Instructions for the task. Write the next few sentences of the review of prehypertension in children and adolescents, starting after its last sentence.

Extract provided.
:::
Both epidemiologic and clinical data in adults link a BP level above 140/90 mm Hg with a marked increase in risk for morbid events. However, no such data are available to link a BP level in childhood with an event such as heart failure, kidney failure, stroke, or death in adulthood some decades later. In the absence of outcome data on events that relate back to BP levels in childhood, the definition of hypertension in children and adolescents has been a statistical definition that is based on a body of normative data in children and adolescents. The upper 5 % of the normal BP distribution continues to be the basis on which hypertension in children and adolescents is defined [4]. This definition becomes more complicated due to the normal progressive rise in BP throughout childhood that is concurrent with growth and development. Therefore, the definition of hypertension in childhood is systolic and/or diastolic BP that is >95th percentile according to sex, age, and height. Because of consistent observations of variability in BP measurements in children, along with concerns about over-diagnosis of hypertension in children, a further requirement for defining hypertension in children is that the average BP must be >95th percentile over at least three separate measurement periods.

Previously, children who had a BP measurement above the 95th percentile but, with repeated measurements, had an average BP that was just below the 95th percentile were considered to have “high normal BP”. The 2004 National High Blood Pressure Education Program Working Group on High Blood Pressure in Children and Adolescents (Fourth Report) [5], in parallel with recent updated recommendations for the evaluation of elevated BP in adults [6], created a new designation of “prehypertension” to identify children at greatest risk for developing future hypertension. The definition for prehypertension replaced the term “high normal BP”. The criteria defining prehypertension were also statistically based and reflected expert opinion. The BP category of prehypertension in both adults and children was designed to identify a group of individuals for whom targeted preventive efforts could be most beneficial. This review discusses the reports on prehypertension that have been published since the 2004 Working Group report with consideration on the evolution of hypertensive disease beginning in the young.

Definition of Prehypertension

The clinical evaluation of high BP is usually based on BP measurements obtained in an office or clinic setting where the preferred method of measurement is by auscultation. Based on office, or “casual” BP measurement, the definition for prehypertension in adults is systolic BP that is 120-139 mmHg and/or a diastolic BP between 80-89 mmHg [6]. In children, prehypertension is defined as systolic and/or diastolic BP ≥ 90th percentile but <95th percentile for age, sex, and height according to normative tables published in the Fourth Report [5]. However, during adolescence, the 90th percentile often exceeds the adult threshold of 120/80 mmHg. Therefore, in adolescence, beginning at age 12 years, the BP range that defines prehypertension is ≥120/80 mmHg but < 95th percentile.
:::
Data listing.
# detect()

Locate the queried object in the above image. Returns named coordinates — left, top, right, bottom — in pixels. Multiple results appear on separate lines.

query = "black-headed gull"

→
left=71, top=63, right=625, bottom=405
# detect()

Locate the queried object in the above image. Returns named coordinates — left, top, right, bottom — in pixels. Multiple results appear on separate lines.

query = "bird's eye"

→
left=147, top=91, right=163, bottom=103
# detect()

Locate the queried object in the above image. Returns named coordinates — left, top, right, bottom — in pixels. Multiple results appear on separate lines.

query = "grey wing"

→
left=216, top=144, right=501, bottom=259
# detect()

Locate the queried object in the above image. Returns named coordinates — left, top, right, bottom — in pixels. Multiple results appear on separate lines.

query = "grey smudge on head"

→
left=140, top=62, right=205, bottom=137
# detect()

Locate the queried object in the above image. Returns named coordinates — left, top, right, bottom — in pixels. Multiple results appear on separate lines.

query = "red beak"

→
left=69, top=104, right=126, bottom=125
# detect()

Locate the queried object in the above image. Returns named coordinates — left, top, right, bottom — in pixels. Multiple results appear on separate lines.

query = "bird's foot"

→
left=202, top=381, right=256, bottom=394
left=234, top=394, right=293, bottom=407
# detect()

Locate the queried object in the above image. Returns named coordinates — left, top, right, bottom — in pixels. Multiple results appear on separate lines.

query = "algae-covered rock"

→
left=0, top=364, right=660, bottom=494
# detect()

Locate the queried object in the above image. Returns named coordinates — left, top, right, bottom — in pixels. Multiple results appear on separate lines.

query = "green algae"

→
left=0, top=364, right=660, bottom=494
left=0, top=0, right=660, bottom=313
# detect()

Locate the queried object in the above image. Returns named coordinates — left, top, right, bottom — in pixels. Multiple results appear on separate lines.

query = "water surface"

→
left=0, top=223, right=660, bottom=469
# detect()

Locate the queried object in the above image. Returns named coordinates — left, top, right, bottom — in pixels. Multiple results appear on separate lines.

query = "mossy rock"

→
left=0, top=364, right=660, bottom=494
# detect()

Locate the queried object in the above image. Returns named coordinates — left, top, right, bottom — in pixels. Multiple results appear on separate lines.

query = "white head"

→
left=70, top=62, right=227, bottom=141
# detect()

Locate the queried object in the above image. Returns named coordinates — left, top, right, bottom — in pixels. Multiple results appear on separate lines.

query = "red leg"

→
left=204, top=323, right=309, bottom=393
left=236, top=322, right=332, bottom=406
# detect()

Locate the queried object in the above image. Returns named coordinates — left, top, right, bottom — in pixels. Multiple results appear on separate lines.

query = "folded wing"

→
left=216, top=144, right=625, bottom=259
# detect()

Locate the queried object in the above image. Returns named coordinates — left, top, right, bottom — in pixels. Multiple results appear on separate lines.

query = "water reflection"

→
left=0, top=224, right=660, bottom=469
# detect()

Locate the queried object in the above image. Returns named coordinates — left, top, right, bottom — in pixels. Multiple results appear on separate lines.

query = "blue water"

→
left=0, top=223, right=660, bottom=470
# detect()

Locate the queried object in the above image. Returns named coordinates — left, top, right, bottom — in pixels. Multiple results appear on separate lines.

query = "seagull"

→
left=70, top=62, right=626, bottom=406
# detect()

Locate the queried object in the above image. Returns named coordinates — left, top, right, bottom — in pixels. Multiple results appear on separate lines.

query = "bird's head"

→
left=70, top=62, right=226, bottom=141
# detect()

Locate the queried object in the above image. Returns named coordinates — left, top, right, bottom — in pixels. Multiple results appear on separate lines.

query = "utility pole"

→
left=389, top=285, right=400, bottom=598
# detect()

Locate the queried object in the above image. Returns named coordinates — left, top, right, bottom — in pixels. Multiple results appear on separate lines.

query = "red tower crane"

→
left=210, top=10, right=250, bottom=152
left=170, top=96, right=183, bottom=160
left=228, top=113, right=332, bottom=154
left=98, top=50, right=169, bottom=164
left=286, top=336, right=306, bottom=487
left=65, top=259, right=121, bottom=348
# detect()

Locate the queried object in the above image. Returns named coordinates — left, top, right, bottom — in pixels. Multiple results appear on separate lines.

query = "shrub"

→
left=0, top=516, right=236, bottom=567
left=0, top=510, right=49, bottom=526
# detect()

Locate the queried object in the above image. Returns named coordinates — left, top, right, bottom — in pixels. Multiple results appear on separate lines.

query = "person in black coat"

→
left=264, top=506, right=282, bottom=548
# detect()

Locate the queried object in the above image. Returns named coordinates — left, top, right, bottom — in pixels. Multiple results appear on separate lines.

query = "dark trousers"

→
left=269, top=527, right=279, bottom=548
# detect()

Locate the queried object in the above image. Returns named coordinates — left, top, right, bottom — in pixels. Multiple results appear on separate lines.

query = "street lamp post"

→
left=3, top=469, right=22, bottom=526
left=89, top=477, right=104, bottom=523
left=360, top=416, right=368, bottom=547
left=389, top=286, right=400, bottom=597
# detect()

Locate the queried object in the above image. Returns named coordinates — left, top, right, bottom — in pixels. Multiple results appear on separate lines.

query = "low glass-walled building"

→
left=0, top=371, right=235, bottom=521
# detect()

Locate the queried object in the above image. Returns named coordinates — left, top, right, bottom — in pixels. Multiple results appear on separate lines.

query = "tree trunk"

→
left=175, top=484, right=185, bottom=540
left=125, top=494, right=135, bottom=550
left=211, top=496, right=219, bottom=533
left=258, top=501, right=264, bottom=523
:::
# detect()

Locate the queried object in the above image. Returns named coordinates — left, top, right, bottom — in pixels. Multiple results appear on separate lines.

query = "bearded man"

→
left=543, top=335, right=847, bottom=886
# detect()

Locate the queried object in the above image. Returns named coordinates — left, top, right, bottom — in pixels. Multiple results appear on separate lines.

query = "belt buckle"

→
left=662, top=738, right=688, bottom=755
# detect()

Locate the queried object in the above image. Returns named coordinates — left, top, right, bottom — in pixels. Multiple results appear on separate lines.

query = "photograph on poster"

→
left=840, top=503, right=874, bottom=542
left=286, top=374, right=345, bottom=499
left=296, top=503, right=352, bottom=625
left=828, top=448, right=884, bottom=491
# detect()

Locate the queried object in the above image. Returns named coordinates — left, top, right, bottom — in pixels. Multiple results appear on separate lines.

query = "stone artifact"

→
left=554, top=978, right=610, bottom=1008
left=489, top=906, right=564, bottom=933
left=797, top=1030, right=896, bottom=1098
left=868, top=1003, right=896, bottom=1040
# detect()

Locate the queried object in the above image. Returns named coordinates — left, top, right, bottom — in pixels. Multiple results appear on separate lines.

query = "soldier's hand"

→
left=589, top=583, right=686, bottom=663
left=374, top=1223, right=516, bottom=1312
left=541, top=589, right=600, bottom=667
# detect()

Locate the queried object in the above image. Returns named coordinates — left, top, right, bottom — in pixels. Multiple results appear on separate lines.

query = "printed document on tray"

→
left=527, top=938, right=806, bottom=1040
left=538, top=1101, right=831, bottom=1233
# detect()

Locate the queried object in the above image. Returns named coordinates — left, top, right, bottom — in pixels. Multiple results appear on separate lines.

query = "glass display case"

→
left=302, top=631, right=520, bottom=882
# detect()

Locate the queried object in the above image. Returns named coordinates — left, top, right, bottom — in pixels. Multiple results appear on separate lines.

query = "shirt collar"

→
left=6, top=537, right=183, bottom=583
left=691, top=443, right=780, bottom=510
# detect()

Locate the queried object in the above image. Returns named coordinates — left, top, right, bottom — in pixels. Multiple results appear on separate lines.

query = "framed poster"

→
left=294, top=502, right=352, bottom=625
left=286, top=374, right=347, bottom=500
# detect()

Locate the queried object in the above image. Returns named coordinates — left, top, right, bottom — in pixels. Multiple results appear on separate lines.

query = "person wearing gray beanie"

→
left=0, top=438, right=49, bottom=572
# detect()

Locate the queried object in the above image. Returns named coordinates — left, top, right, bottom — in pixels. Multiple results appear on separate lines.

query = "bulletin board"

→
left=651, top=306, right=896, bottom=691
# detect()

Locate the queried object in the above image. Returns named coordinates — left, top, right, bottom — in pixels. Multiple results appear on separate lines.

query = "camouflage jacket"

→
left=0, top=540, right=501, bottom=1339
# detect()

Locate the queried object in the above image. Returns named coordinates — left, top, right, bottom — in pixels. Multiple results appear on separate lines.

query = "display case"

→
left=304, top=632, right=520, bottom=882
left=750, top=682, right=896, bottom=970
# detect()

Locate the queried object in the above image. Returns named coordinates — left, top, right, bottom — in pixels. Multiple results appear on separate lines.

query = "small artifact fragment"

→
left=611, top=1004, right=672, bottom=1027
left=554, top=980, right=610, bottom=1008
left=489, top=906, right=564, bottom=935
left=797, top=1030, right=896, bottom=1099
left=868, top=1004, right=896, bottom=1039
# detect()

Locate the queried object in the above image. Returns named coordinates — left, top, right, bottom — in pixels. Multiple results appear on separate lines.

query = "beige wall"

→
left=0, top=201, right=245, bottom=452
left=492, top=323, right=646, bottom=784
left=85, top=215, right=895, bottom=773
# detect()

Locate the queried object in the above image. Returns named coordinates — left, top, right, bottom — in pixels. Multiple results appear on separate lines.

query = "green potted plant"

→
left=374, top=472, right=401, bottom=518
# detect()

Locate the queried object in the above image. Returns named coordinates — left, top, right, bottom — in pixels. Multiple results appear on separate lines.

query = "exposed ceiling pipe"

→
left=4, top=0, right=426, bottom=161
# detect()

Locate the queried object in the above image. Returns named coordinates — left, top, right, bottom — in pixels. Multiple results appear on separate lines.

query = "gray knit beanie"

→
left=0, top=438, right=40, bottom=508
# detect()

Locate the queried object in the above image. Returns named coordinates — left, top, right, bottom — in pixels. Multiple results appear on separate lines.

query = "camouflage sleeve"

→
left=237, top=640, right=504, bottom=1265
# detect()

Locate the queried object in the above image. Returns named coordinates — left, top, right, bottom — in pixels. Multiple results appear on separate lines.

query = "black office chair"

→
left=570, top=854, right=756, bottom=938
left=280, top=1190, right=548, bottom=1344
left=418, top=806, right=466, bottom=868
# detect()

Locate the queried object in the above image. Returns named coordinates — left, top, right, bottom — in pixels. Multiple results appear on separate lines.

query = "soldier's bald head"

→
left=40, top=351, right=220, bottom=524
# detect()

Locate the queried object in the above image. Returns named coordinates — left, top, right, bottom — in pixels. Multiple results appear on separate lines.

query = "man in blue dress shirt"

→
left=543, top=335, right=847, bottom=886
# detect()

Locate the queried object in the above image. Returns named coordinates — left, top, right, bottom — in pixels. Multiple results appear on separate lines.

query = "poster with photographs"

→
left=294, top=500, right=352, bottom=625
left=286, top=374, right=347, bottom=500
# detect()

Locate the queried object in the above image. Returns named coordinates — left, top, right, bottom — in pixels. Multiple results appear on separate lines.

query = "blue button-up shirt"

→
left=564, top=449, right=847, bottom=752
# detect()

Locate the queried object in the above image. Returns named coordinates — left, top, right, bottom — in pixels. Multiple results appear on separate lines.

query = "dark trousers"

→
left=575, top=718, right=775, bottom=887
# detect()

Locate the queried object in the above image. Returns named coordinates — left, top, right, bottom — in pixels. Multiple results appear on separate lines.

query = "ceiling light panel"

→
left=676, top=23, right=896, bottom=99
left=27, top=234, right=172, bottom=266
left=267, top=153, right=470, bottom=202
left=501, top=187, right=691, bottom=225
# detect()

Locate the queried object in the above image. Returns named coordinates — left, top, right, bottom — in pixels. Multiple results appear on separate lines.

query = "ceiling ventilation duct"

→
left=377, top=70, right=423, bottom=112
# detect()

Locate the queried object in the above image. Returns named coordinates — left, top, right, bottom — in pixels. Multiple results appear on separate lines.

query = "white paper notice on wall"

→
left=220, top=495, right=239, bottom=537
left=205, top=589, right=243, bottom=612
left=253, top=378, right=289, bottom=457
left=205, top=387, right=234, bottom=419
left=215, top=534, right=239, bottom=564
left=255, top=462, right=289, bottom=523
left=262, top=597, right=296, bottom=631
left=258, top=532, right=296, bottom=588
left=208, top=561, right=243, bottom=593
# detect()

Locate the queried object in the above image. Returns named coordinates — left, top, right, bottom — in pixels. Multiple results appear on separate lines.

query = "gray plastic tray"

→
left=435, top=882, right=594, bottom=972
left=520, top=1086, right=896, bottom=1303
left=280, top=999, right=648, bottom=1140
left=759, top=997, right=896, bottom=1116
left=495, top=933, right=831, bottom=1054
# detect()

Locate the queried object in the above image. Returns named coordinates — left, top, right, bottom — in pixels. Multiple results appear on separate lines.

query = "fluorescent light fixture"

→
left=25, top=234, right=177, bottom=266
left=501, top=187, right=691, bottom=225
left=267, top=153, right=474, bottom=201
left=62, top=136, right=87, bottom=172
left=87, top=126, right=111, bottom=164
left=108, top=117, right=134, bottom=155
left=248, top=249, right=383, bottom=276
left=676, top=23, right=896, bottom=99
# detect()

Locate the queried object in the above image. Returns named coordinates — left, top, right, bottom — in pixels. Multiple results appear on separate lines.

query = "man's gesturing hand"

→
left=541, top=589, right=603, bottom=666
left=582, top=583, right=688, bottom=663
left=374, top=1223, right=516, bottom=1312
:::
Exercise output.
The diagnosis of hypertension in children requires an average systolic or diastolic BP >95th percentile from measurements taken on three separate occasions. However, no recommendations were made in the Fourth Report on the necessity for repeated BP measurements for classification of prehypertension. Recommended interventions for children with a BP measurement in the prehypertension range were lifestyle counseling that included an age appropriate optimal diet, increased physical activity and weight control for overweight and obese children. It was also recommended that the child’s BP be monitored every 6 months in order to determine if there is improvement in BP level or progression to sustained hypertension.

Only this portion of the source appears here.